Excerpts from point annotation data:
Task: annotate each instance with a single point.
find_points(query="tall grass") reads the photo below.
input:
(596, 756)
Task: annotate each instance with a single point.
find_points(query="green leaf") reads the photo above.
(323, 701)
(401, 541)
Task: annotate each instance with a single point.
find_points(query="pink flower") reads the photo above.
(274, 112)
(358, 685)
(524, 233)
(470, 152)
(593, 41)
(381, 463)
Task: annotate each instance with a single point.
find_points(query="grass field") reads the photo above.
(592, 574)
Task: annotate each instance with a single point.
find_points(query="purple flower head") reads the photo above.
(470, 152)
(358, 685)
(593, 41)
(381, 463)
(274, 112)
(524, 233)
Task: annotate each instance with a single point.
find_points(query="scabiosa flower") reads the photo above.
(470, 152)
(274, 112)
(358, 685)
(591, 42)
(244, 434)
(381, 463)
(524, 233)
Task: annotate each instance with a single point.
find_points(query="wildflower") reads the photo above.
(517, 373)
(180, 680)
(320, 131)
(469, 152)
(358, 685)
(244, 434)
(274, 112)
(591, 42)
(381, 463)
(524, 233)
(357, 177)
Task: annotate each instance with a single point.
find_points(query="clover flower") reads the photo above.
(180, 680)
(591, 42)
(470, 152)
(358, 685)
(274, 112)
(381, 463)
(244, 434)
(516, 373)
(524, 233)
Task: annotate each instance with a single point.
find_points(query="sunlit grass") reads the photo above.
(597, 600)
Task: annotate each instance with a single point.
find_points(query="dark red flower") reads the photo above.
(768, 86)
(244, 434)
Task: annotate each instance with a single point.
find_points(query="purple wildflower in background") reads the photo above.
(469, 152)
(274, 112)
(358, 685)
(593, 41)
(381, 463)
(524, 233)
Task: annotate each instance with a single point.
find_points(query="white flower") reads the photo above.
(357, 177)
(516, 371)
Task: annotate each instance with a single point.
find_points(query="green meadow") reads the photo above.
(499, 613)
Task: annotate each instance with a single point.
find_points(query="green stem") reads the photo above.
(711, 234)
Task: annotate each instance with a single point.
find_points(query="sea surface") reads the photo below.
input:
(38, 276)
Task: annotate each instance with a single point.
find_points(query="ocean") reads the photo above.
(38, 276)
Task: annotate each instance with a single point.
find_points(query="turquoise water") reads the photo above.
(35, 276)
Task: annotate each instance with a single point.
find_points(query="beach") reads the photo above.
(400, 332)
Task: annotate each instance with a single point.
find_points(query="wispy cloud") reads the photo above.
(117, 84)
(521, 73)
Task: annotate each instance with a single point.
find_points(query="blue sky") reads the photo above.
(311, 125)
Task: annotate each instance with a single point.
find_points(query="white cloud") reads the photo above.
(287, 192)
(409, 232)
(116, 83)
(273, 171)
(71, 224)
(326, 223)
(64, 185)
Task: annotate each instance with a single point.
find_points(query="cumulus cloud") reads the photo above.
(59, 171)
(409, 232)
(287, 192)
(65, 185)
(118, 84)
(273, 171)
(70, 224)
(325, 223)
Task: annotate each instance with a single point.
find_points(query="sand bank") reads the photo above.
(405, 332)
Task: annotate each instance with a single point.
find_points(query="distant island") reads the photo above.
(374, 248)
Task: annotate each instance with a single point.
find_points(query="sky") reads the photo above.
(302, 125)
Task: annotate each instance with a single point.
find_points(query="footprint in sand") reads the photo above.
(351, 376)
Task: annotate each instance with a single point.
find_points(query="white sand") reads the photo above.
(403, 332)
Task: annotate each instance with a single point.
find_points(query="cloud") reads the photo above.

### [Instruction]
Extract the complete data, matching each line exactly.

### [Solution to this problem]
Task: annotate each instance with a single point.
find_points(query="tall grass") reads the photo below.
input:
(596, 756)
Task: annotate each instance with a single point.
find_points(query="green leaf") reads the photo above.
(323, 701)
(401, 541)
Task: annotate each instance with a single point.
find_points(query="pink flower") reads the photo above.
(274, 112)
(358, 685)
(524, 233)
(470, 152)
(593, 41)
(381, 463)
Task: annotate each instance with a single point.
find_points(query="grass field") reads the photo above.
(592, 574)
Task: annotate each instance with a single point.
find_points(query="purple flower head") reads the photo above.
(470, 152)
(358, 685)
(593, 41)
(381, 463)
(274, 112)
(524, 233)
Task: annotate each instance with a single point.
find_points(query="scabiosa flower") reads the photo above.
(470, 152)
(274, 112)
(358, 685)
(591, 42)
(244, 434)
(381, 463)
(524, 233)
Task: annotate each instance with a single point.
find_points(query="wildflower") reads the photo above.
(517, 373)
(180, 680)
(320, 131)
(469, 152)
(358, 685)
(244, 434)
(274, 112)
(591, 42)
(381, 463)
(524, 233)
(357, 177)
Task: annotate each instance with a single point.
find_points(query="clover flower") reads the photo above.
(180, 680)
(591, 42)
(470, 152)
(358, 685)
(274, 112)
(381, 463)
(244, 434)
(516, 373)
(524, 233)
Task: annotate each instance with a single point.
find_points(query="sunlit grass") reads the photo above.
(597, 600)
Task: annotate each instance with a single point.
find_points(query="dark red flower") reads the photo above.
(768, 86)
(244, 434)
Task: annotate each instance with a single point.
find_points(query="purple wildflower in background") reads the photo above.
(469, 152)
(274, 112)
(358, 685)
(593, 41)
(381, 463)
(524, 233)
Task: annotate each instance with a single point.
find_points(query="white flower") reads the photo above.
(357, 177)
(516, 371)
Task: annotate each instance with a single point.
find_points(query="green meadow") reads the photo above.
(499, 613)
Task: annotate each instance with a single point.
find_points(query="green stem") reads the photo above.
(711, 234)
Task: annotate each instance with a single point.
find_points(query="sea surface") reads the photo below.
input:
(38, 276)
Task: annotate each instance with a single point.
find_points(query="ocean") reads the photo above.
(38, 276)
Task: annotate each instance with a single point.
find_points(query="turquoise water") reads the photo above.
(35, 276)
Task: annotate each instance with a single point.
find_points(query="beach") reads the photo above.
(400, 332)
Task: annotate each instance with a single point.
find_points(query="wispy cloud") reads the photo above.
(117, 84)
(521, 73)
Task: annotate each instance with a single point.
find_points(query="blue sky") reads the photo above.
(311, 125)
Task: annotate each instance with a single point.
find_points(query="white cloud") reads the photo above.
(287, 192)
(409, 232)
(116, 83)
(273, 171)
(71, 224)
(326, 223)
(64, 185)
Task: annotate each instance with a single point.
find_points(query="cumulus cloud") reads the photo above.
(59, 171)
(409, 232)
(287, 192)
(65, 185)
(118, 84)
(273, 171)
(70, 224)
(325, 223)
Task: annotate each instance with a single point.
find_points(query="sand bank") reads the photo above.
(405, 332)
Task: annotate each instance with a single point.
find_points(query="distant island") reads the photo above.
(374, 248)
Task: annotate each instance with a single point.
find_points(query="sky") reads the photo above.
(302, 125)
Task: annotate each instance with a single point.
find_points(query="footprint in sand") reads the photo above.
(351, 376)
Task: annotate each instance with a single point.
find_points(query="white sand") reads the photo above.
(403, 332)
Task: annotate each instance with a single point.
find_points(query="cloud") reads the photo above.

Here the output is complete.